>> Begin Selected excerpt

Kelly and Lil Kim get water, and Kim tells Kelly that T-Bird is convinced
that Lex thinks kelly voted against him. Kim is trying to win kelly over
to their side, but Kelly isn't swayed: "Yeah, sure, Lex bugs the
everloving crap out of me, but it would be soooo unimaginably stupid to go
against my tribe right now, seeing as we have the numbers to get rid of all
the Samburans one by one and they can't do anything about it. Why mess
with a good thing?" Kelly does give them props for throwing their votes at
Lex though, and chooses not to warn him of the plan against him...

Immunity challenge--no poem! My universe is crumbling!!!!!

>> End Selected excerpt

▶ Given problem 1
In the records, swap "porous rock surface" for "pitted stone surface" everywhere it occurs, starting at the first line of the records and ending after the line that has "top-left (327, 80), bottom-right (492, 312)", and give those lines again with nothing else altered. Leave the pictures out of your reply.
The excerpt and the records have nothing to do with each other.

>> Begin The input

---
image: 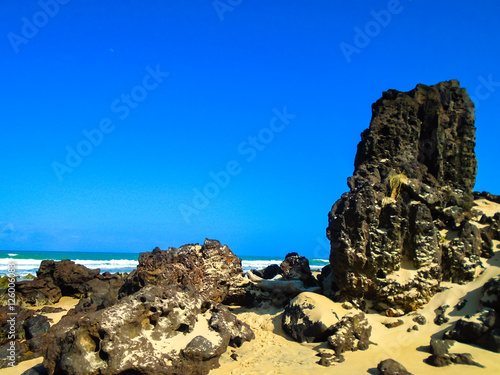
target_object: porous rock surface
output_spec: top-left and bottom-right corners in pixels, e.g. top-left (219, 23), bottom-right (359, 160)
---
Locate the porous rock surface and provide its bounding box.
top-left (44, 240), bottom-right (254, 375)
top-left (377, 359), bottom-right (412, 375)
top-left (444, 276), bottom-right (500, 353)
top-left (282, 292), bottom-right (342, 342)
top-left (327, 80), bottom-right (492, 312)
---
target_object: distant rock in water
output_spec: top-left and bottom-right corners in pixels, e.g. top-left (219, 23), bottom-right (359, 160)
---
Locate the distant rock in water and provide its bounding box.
top-left (44, 240), bottom-right (255, 375)
top-left (327, 80), bottom-right (493, 312)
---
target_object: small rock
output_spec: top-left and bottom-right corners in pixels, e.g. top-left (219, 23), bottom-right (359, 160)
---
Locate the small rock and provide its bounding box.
top-left (434, 305), bottom-right (450, 326)
top-left (377, 359), bottom-right (412, 375)
top-left (385, 307), bottom-right (405, 318)
top-left (342, 302), bottom-right (354, 310)
top-left (382, 319), bottom-right (405, 328)
top-left (455, 299), bottom-right (467, 311)
top-left (413, 314), bottom-right (427, 326)
top-left (328, 313), bottom-right (372, 355)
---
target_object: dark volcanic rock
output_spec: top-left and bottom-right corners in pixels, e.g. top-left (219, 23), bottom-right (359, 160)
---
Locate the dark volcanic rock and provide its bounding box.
top-left (24, 315), bottom-right (50, 340)
top-left (0, 279), bottom-right (62, 306)
top-left (481, 276), bottom-right (500, 314)
top-left (21, 364), bottom-right (48, 375)
top-left (444, 276), bottom-right (500, 353)
top-left (120, 239), bottom-right (243, 302)
top-left (425, 339), bottom-right (484, 367)
top-left (252, 264), bottom-right (283, 280)
top-left (328, 313), bottom-right (372, 355)
top-left (377, 359), bottom-right (412, 375)
top-left (36, 259), bottom-right (101, 297)
top-left (282, 292), bottom-right (339, 342)
top-left (327, 80), bottom-right (488, 312)
top-left (44, 240), bottom-right (254, 375)
top-left (434, 305), bottom-right (450, 326)
top-left (445, 308), bottom-right (497, 343)
top-left (280, 253), bottom-right (318, 288)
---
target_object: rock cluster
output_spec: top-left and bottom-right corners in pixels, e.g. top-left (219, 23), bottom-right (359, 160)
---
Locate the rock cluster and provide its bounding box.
top-left (377, 359), bottom-right (412, 375)
top-left (327, 81), bottom-right (495, 312)
top-left (444, 276), bottom-right (500, 353)
top-left (229, 252), bottom-right (321, 307)
top-left (44, 240), bottom-right (254, 375)
top-left (282, 293), bottom-right (372, 356)
top-left (425, 339), bottom-right (484, 367)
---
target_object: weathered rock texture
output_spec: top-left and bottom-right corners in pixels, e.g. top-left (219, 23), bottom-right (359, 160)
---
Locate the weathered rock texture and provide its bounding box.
top-left (377, 359), bottom-right (412, 375)
top-left (327, 81), bottom-right (491, 312)
top-left (44, 240), bottom-right (254, 375)
top-left (444, 276), bottom-right (500, 353)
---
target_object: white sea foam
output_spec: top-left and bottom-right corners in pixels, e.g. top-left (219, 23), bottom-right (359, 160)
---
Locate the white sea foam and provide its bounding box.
top-left (241, 259), bottom-right (329, 272)
top-left (0, 258), bottom-right (138, 275)
top-left (74, 259), bottom-right (139, 269)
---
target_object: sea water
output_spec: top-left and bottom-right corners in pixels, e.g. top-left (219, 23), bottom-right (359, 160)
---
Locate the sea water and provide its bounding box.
top-left (0, 250), bottom-right (328, 277)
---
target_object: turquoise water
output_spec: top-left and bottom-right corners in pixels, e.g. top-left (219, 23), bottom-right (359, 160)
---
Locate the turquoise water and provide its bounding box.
top-left (0, 250), bottom-right (328, 277)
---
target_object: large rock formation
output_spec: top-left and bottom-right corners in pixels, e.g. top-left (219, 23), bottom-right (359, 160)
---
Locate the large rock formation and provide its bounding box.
top-left (327, 81), bottom-right (491, 312)
top-left (44, 240), bottom-right (254, 375)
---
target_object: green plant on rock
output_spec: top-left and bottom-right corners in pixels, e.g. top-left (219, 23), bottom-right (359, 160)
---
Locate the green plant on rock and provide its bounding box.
top-left (389, 172), bottom-right (408, 200)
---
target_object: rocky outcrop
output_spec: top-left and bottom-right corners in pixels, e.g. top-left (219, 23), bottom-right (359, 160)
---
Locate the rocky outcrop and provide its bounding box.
top-left (0, 279), bottom-right (62, 307)
top-left (327, 81), bottom-right (491, 312)
top-left (425, 339), bottom-right (484, 367)
top-left (0, 306), bottom-right (50, 368)
top-left (44, 240), bottom-right (254, 375)
top-left (328, 312), bottom-right (372, 356)
top-left (120, 239), bottom-right (243, 302)
top-left (377, 359), bottom-right (412, 375)
top-left (224, 253), bottom-right (321, 307)
top-left (280, 253), bottom-right (318, 288)
top-left (36, 259), bottom-right (101, 297)
top-left (444, 276), bottom-right (500, 353)
top-left (282, 292), bottom-right (342, 342)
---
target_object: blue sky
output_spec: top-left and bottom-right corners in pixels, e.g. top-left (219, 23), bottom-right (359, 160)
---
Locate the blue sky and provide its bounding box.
top-left (0, 0), bottom-right (500, 258)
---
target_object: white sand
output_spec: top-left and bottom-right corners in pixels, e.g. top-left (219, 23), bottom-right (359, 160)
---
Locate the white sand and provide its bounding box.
top-left (210, 241), bottom-right (500, 375)
top-left (474, 199), bottom-right (500, 217)
top-left (0, 297), bottom-right (79, 375)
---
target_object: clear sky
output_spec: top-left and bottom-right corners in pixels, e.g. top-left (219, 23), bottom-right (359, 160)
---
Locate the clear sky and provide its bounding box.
top-left (0, 0), bottom-right (500, 258)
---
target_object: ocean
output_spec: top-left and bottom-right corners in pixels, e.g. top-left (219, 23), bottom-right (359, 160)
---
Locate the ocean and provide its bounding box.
top-left (0, 250), bottom-right (329, 277)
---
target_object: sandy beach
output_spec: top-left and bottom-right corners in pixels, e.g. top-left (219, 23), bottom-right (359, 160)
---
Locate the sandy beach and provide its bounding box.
top-left (211, 199), bottom-right (500, 375)
top-left (4, 200), bottom-right (500, 375)
top-left (0, 297), bottom-right (79, 375)
top-left (211, 241), bottom-right (500, 375)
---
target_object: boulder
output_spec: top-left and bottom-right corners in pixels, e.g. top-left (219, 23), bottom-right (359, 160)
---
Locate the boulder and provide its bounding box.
top-left (252, 264), bottom-right (283, 280)
top-left (425, 339), bottom-right (484, 368)
top-left (120, 239), bottom-right (243, 302)
top-left (282, 292), bottom-right (343, 342)
top-left (44, 240), bottom-right (254, 375)
top-left (481, 276), bottom-right (500, 314)
top-left (280, 253), bottom-right (318, 288)
top-left (444, 308), bottom-right (497, 343)
top-left (377, 359), bottom-right (412, 375)
top-left (327, 80), bottom-right (491, 313)
top-left (36, 259), bottom-right (101, 297)
top-left (24, 315), bottom-right (50, 340)
top-left (0, 279), bottom-right (62, 306)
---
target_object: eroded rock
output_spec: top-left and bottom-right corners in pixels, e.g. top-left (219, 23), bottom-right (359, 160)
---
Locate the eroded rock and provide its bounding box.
top-left (327, 81), bottom-right (491, 313)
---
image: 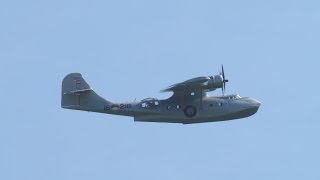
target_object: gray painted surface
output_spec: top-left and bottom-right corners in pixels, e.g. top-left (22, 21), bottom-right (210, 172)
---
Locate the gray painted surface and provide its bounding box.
top-left (61, 73), bottom-right (261, 124)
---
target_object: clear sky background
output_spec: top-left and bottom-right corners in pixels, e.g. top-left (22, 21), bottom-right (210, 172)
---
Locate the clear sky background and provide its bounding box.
top-left (0, 0), bottom-right (320, 180)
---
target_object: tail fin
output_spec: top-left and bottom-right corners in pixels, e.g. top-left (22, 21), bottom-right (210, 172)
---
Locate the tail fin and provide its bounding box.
top-left (61, 73), bottom-right (111, 112)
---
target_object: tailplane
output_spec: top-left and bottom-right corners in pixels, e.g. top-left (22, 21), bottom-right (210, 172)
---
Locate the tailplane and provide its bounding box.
top-left (61, 73), bottom-right (112, 112)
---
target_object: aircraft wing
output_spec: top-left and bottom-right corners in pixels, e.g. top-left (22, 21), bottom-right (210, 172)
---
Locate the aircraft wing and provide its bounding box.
top-left (160, 76), bottom-right (211, 92)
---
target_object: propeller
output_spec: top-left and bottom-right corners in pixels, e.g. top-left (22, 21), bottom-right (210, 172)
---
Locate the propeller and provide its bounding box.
top-left (220, 64), bottom-right (229, 95)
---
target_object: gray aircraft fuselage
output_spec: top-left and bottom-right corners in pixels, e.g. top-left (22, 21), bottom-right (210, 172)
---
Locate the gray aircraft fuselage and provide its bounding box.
top-left (61, 73), bottom-right (261, 124)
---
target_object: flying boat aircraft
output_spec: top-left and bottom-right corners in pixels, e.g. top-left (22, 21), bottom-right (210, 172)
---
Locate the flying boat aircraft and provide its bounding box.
top-left (61, 66), bottom-right (261, 124)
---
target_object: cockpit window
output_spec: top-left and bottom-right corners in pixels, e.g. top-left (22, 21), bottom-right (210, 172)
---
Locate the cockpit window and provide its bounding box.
top-left (140, 98), bottom-right (159, 109)
top-left (229, 94), bottom-right (241, 100)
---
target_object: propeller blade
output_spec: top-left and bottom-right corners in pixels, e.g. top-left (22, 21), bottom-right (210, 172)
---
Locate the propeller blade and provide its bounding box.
top-left (220, 64), bottom-right (229, 95)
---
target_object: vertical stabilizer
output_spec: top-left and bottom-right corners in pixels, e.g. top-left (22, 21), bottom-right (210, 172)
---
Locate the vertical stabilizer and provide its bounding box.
top-left (61, 73), bottom-right (111, 112)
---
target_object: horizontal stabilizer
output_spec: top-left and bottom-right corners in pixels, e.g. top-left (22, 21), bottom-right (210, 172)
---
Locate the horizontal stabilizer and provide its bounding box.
top-left (64, 89), bottom-right (92, 94)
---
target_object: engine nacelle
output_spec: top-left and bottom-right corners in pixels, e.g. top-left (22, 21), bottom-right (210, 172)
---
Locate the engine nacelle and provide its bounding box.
top-left (204, 75), bottom-right (223, 91)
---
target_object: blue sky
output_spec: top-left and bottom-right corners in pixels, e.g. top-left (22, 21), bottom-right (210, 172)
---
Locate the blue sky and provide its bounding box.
top-left (0, 0), bottom-right (320, 180)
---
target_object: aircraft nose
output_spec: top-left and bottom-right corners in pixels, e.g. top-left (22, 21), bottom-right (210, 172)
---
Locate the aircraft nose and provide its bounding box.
top-left (251, 98), bottom-right (261, 108)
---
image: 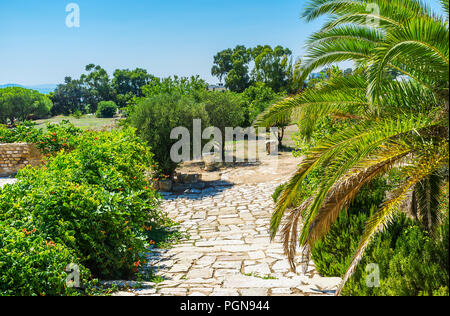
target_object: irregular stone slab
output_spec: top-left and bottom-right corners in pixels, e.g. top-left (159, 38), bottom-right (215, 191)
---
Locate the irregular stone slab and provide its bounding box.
top-left (240, 288), bottom-right (269, 296)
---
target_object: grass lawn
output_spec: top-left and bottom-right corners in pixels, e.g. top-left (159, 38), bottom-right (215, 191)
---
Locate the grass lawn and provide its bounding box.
top-left (35, 115), bottom-right (115, 130)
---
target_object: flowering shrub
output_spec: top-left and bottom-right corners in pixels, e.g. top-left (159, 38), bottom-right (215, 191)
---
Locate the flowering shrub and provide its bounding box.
top-left (0, 225), bottom-right (89, 296)
top-left (0, 125), bottom-right (172, 294)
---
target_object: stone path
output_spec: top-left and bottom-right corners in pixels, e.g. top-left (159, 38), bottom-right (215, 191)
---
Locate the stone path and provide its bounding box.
top-left (117, 182), bottom-right (340, 296)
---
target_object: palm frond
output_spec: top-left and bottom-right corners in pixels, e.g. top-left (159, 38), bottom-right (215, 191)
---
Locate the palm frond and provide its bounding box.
top-left (336, 143), bottom-right (449, 295)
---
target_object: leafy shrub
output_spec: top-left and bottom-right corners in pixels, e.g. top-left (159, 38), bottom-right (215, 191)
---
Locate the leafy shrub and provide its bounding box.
top-left (312, 179), bottom-right (389, 276)
top-left (342, 218), bottom-right (449, 296)
top-left (312, 179), bottom-right (449, 296)
top-left (0, 224), bottom-right (90, 296)
top-left (0, 121), bottom-right (81, 154)
top-left (96, 101), bottom-right (118, 118)
top-left (130, 93), bottom-right (209, 175)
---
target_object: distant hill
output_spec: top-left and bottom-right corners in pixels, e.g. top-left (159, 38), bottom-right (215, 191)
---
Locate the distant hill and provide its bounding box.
top-left (0, 83), bottom-right (57, 94)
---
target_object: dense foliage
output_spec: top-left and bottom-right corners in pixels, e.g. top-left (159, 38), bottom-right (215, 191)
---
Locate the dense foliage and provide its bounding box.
top-left (96, 101), bottom-right (118, 118)
top-left (0, 87), bottom-right (53, 124)
top-left (258, 0), bottom-right (449, 293)
top-left (211, 45), bottom-right (294, 93)
top-left (0, 123), bottom-right (171, 295)
top-left (129, 93), bottom-right (209, 176)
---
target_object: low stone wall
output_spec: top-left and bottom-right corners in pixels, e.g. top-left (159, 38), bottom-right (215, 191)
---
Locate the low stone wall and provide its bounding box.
top-left (0, 143), bottom-right (42, 177)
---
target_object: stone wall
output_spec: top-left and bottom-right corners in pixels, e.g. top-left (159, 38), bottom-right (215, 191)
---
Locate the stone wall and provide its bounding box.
top-left (0, 143), bottom-right (42, 177)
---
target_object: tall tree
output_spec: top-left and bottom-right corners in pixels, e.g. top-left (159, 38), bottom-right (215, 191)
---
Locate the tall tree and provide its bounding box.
top-left (80, 64), bottom-right (115, 113)
top-left (112, 68), bottom-right (154, 107)
top-left (50, 77), bottom-right (88, 115)
top-left (0, 87), bottom-right (53, 124)
top-left (252, 45), bottom-right (293, 92)
top-left (211, 45), bottom-right (252, 93)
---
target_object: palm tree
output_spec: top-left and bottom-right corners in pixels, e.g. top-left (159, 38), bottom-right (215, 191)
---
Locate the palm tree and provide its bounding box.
top-left (257, 0), bottom-right (449, 294)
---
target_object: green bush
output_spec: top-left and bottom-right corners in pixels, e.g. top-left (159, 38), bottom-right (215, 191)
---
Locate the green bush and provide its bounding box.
top-left (242, 82), bottom-right (282, 126)
top-left (0, 120), bottom-right (81, 154)
top-left (130, 93), bottom-right (209, 176)
top-left (0, 87), bottom-right (53, 124)
top-left (312, 179), bottom-right (449, 296)
top-left (96, 101), bottom-right (118, 118)
top-left (342, 218), bottom-right (449, 296)
top-left (312, 179), bottom-right (389, 277)
top-left (0, 224), bottom-right (90, 296)
top-left (0, 130), bottom-right (168, 279)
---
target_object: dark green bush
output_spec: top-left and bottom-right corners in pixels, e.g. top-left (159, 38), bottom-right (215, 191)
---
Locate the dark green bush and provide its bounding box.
top-left (130, 93), bottom-right (209, 176)
top-left (312, 179), bottom-right (388, 276)
top-left (96, 101), bottom-right (118, 118)
top-left (342, 218), bottom-right (449, 296)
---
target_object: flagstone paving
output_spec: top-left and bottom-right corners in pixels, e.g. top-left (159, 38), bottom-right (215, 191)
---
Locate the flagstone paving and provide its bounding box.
top-left (117, 181), bottom-right (341, 296)
top-left (0, 178), bottom-right (16, 189)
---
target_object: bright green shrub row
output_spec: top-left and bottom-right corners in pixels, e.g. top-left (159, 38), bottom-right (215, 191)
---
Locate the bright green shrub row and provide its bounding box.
top-left (0, 123), bottom-right (171, 295)
top-left (0, 121), bottom-right (81, 154)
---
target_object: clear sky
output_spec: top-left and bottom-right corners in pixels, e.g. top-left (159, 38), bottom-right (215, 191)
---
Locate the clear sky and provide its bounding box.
top-left (0, 0), bottom-right (444, 85)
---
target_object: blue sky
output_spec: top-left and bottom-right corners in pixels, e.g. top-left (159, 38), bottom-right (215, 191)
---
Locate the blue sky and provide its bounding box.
top-left (0, 0), bottom-right (444, 85)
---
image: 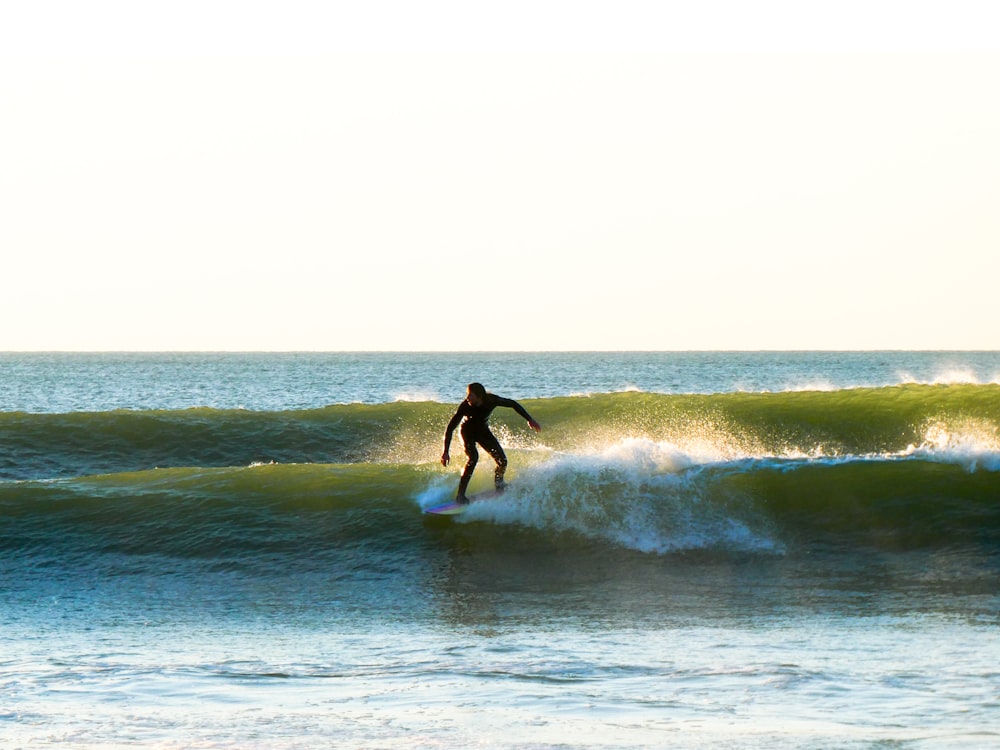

>> End The input

▶ Given problem 2
According to the excerpt about Kelly and Kim, why won't Kelly go against the tribe? Answer in one to three sentences.

▶ Task response 1
---
image: 
target_object: pitted stone surface
output_spec: top-left and bottom-right corners in pixels, e.g. top-left (219, 23), bottom-right (359, 160)
---
Locate the pitted stone surface and provide its bounding box.
top-left (44, 240), bottom-right (254, 375)
top-left (377, 359), bottom-right (412, 375)
top-left (444, 276), bottom-right (500, 353)
top-left (282, 292), bottom-right (342, 342)
top-left (327, 80), bottom-right (492, 312)

▶ Task response 2
Kelly thinks it would be "soooo unimaginably stupid" to turn on the tribe right now. The tribe has the numbers to get rid of the Samburans one by one, and the Samburans can't do anything about it. So Kelly sees no reason to "mess with a good thing."